=== Problem requirements ===
Take the listing and print it in full, exactly as given.

****************

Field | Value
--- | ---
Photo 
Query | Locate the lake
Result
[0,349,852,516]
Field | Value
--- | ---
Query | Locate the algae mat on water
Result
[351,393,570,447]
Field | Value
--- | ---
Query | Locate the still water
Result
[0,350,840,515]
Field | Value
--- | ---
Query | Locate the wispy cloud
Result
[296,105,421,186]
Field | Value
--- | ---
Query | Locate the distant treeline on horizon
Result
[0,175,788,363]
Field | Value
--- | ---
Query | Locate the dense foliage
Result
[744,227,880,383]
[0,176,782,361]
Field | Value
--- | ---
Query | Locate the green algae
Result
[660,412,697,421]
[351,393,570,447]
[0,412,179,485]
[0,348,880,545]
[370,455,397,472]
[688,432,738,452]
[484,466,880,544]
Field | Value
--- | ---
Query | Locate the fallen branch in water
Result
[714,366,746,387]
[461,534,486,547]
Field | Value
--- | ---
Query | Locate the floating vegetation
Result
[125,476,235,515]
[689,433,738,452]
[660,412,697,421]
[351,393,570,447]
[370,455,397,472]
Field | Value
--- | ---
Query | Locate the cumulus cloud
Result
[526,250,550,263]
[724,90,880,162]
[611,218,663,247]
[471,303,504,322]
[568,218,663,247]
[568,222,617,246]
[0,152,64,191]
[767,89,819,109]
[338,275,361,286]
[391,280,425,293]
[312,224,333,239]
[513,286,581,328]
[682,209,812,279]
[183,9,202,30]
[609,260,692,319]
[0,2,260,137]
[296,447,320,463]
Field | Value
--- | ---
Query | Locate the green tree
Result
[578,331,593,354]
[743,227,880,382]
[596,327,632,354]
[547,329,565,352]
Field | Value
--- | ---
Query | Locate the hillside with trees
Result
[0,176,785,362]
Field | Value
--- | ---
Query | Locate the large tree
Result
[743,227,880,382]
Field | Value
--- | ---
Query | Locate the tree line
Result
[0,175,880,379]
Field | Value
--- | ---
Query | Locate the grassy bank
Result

****************

=== Task result ===
Field | Value
--- | ---
Photo 
Query | Locate the lake
Result
[0,349,852,516]
Field | Value
--- | ---
Query | Locate the algae mat on water
Result
[351,393,570,447]
Field | Value
--- | ---
Query | Locate the still water
Result
[0,350,840,515]
Field | Value
--- | ---
Query | Locate the wispy cloud
Result
[296,105,421,186]
Field | Value
--- | ---
Query | Locate the distant treeline on horizon
Result
[0,175,788,363]
Field | Value
--- | ---
Query | Locate the dense foliage
Result
[744,227,880,383]
[0,176,782,361]
Field | Value
--- | ---
Query | Locate the green algae
Result
[660,412,697,421]
[351,393,570,447]
[0,412,179,485]
[0,348,880,545]
[370,455,397,472]
[688,432,738,452]
[484,466,880,544]
Field | Value
--- | ---
Query | Locate the fallen branch in water
Result
[714,366,746,387]
[461,534,486,547]
Field | Value
--- | ---
Query | Locate the floating vegetation
Result
[125,476,235,515]
[689,433,738,452]
[660,412,697,421]
[351,393,570,447]
[370,455,397,472]
Field | Value
--- | ---
Query | Locate the cumulus cloud
Result
[526,250,550,263]
[724,90,880,162]
[611,218,663,247]
[471,303,504,322]
[568,218,663,247]
[568,222,617,246]
[0,152,64,191]
[767,89,819,109]
[338,275,361,286]
[391,280,425,293]
[312,224,333,239]
[513,286,581,328]
[682,209,812,279]
[183,9,202,30]
[609,260,692,319]
[0,2,260,137]
[296,447,320,463]
Field | Value
--- | ---
Query | Locate the green tree
Result
[578,331,593,354]
[743,227,880,382]
[596,327,632,354]
[547,329,565,352]
Field | Value
--- | ---
Query | Locate the hillside with trees
Result
[0,176,785,362]
Field | Value
--- | ---
Query | Locate the large tree
Result
[743,227,880,382]
Field | Value
--- | ---
Query | Locate the tree line
Result
[0,175,880,379]
Field | Value
--- | ---
Query | Locate the grassy bank
Result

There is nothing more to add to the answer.